> [STATED EXERCISE]: Can you copy the listing below line for line, with no changes at all?

Stored data:
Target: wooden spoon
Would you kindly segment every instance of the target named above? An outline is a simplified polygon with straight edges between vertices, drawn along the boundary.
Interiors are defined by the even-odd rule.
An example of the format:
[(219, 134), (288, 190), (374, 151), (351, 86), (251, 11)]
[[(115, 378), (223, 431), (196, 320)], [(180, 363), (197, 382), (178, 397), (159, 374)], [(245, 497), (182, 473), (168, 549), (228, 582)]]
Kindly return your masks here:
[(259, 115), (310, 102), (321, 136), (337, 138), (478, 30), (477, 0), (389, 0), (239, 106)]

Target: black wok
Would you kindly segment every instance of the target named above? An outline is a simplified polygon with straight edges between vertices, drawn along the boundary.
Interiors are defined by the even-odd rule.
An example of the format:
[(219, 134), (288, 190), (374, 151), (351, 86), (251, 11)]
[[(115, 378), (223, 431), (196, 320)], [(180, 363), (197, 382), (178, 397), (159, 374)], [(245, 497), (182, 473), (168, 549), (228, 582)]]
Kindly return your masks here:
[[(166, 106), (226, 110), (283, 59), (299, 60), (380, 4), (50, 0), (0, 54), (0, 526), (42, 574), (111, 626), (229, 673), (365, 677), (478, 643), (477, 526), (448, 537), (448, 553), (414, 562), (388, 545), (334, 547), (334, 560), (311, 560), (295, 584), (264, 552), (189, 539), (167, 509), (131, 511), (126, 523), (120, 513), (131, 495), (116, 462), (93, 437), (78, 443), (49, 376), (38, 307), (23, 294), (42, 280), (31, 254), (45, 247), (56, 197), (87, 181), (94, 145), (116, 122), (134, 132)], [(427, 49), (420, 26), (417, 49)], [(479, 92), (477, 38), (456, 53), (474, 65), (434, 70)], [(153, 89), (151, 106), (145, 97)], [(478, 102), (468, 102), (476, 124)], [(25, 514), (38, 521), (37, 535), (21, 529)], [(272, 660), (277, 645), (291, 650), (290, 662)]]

> [RESPONSE TO THE TASK]:
Target: wooden spoon
Would you kindly segment every instance of the target named above? An outline is a simplified polygon with straight edges between vertices, drawn along the boundary.
Interiors are defined by the even-odd rule.
An example of the format:
[(219, 134), (288, 190), (374, 151), (351, 86), (251, 11)]
[[(115, 378), (223, 431), (196, 320)], [(180, 363), (197, 382), (178, 397), (159, 374)], [(245, 497), (182, 473), (168, 549), (228, 582)]]
Kindly return your masks here:
[(259, 115), (310, 102), (321, 136), (337, 138), (478, 30), (477, 0), (389, 0), (239, 106)]

Target: black wok
Would you kindly segment every instance of the target named above? An outline is a simplified polygon with straight edges between vertices, drawn along the boundary.
Interiors are defined by the even-odd rule.
An example of the format:
[(219, 134), (288, 190), (374, 151), (351, 86), (251, 11)]
[[(115, 378), (223, 431), (196, 320)], [(180, 363), (197, 382), (178, 397), (159, 374)], [(245, 497), (182, 473), (168, 549), (228, 582)]]
Kindly return your masks here:
[[(166, 106), (226, 110), (283, 59), (299, 60), (380, 4), (50, 0), (0, 54), (0, 526), (42, 574), (111, 626), (229, 673), (365, 677), (478, 643), (477, 526), (448, 537), (448, 553), (414, 562), (388, 545), (334, 547), (334, 560), (311, 560), (295, 584), (264, 552), (189, 539), (167, 509), (131, 511), (126, 523), (120, 513), (131, 495), (116, 462), (93, 437), (78, 443), (49, 376), (38, 307), (23, 294), (42, 280), (31, 254), (45, 247), (56, 197), (87, 181), (94, 145), (116, 122), (134, 132)], [(427, 49), (420, 26), (417, 49)], [(479, 92), (477, 38), (456, 53), (474, 65), (434, 70)], [(153, 89), (151, 106), (145, 97)], [(478, 102), (468, 102), (476, 124)], [(25, 514), (38, 521), (37, 535), (21, 529)], [(272, 660), (277, 645), (291, 650), (290, 662)]]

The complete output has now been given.